[Entries for bounding box labeling]
···
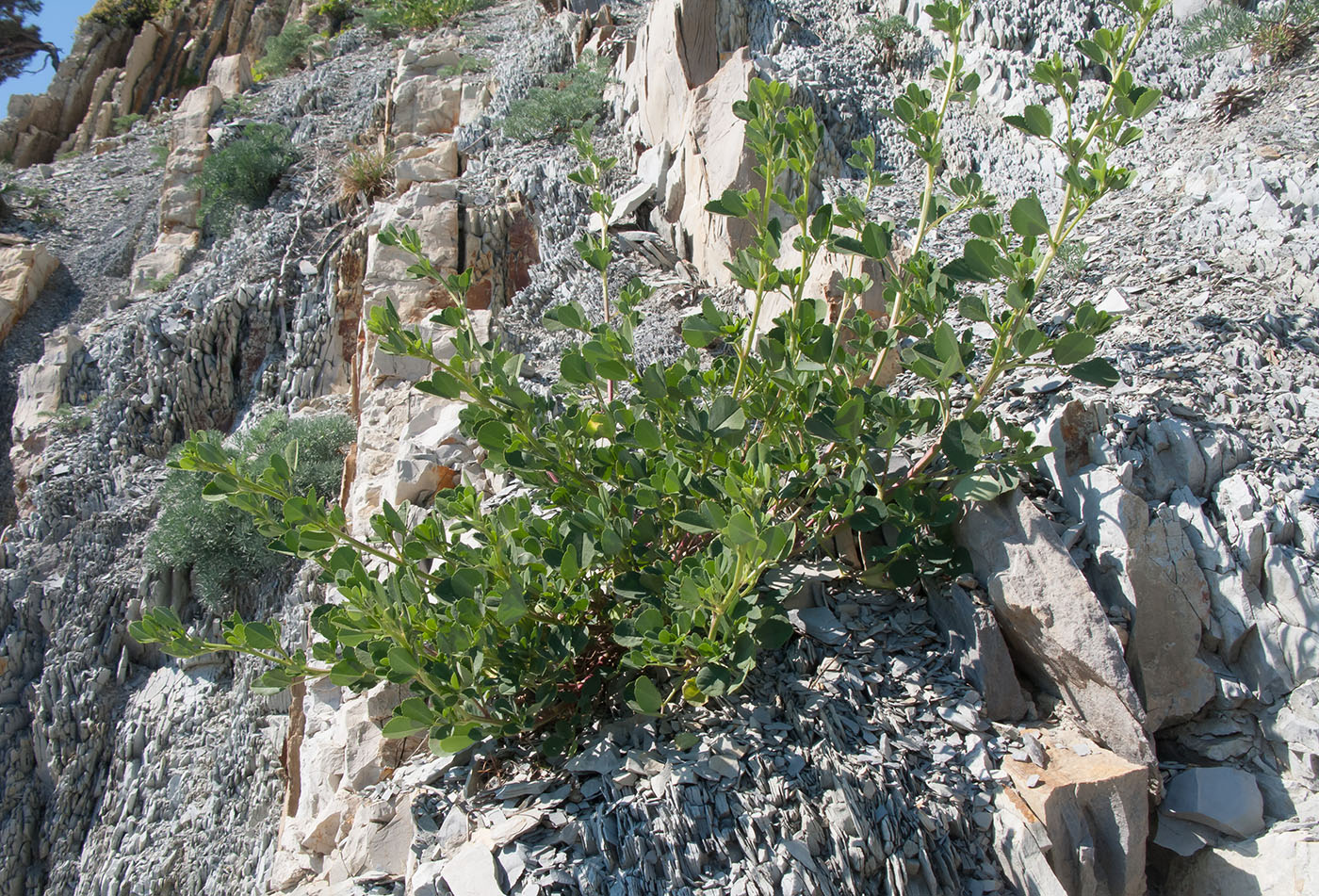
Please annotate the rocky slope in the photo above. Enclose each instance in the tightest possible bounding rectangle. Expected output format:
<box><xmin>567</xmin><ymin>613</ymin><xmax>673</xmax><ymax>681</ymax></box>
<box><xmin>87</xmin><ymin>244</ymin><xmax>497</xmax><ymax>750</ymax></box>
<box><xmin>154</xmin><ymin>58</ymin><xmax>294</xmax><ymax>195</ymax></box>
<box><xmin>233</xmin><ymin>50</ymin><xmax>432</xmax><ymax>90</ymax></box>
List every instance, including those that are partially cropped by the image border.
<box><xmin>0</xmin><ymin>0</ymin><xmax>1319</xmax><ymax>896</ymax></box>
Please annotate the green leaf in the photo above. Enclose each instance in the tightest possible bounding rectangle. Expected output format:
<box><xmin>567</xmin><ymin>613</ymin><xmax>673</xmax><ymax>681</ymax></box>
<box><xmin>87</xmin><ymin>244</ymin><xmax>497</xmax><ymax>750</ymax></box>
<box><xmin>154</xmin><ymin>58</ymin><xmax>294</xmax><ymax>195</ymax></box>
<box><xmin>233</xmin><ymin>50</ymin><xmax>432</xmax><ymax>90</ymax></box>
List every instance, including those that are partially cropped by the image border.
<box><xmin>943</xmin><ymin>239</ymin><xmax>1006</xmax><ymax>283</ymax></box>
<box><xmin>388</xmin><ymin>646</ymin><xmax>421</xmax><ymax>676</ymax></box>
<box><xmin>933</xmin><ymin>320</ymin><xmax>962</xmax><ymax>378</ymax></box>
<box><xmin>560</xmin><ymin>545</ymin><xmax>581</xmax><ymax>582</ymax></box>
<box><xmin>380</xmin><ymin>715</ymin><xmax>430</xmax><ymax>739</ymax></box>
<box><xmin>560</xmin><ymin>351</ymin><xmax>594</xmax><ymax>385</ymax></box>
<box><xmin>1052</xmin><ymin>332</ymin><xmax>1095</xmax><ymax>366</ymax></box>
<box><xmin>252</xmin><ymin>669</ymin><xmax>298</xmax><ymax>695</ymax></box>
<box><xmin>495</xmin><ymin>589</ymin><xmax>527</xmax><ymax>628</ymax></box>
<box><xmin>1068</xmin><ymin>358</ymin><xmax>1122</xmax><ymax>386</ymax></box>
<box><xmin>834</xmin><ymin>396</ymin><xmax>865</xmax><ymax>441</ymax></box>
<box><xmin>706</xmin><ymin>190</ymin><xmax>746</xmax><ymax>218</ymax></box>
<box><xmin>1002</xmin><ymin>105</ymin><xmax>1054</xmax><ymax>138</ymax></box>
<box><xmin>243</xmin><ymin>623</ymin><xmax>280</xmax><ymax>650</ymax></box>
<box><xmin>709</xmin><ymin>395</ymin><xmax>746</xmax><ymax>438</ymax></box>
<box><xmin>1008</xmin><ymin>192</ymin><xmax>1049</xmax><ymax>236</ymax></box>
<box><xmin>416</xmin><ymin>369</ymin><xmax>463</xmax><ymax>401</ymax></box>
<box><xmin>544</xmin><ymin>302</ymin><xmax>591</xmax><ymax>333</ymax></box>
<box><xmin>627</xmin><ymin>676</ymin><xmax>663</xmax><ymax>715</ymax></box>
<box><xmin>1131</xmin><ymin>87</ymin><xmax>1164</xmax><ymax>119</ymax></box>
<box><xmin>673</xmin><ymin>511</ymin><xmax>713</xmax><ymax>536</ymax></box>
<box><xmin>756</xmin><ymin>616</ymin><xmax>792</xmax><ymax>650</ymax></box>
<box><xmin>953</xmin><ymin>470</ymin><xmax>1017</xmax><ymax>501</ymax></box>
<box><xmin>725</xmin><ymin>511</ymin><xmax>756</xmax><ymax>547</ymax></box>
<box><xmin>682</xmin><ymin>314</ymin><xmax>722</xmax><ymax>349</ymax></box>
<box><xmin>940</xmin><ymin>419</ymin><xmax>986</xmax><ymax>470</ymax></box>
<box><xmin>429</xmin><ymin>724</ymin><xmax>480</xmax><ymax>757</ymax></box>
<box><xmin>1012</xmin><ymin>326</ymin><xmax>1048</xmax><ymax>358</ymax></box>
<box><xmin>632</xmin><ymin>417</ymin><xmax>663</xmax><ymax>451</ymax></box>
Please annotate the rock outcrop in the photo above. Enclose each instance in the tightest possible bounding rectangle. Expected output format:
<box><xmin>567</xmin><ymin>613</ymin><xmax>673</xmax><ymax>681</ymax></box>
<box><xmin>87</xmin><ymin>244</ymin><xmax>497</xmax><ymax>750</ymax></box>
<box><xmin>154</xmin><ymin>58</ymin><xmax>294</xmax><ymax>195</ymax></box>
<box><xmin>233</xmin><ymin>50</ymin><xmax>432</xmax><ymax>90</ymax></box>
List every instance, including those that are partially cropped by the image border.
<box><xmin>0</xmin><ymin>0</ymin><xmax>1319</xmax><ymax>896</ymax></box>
···
STATED EXERCISE:
Quote only the lines from the line containing "Please annotate the rock outcrop" through the end of the entries, keeping the first and the last.

TASK RESULT:
Please annotate the rock outcrop in the photo above. Enclose each instance in the tightest possible bounding rectangle. Expected output format:
<box><xmin>567</xmin><ymin>613</ymin><xmax>673</xmax><ymax>681</ymax></box>
<box><xmin>87</xmin><ymin>244</ymin><xmax>497</xmax><ymax>750</ymax></box>
<box><xmin>154</xmin><ymin>58</ymin><xmax>294</xmax><ymax>195</ymax></box>
<box><xmin>233</xmin><ymin>50</ymin><xmax>432</xmax><ymax>90</ymax></box>
List every instance, including those that are partially cropped by the image border.
<box><xmin>0</xmin><ymin>0</ymin><xmax>1319</xmax><ymax>896</ymax></box>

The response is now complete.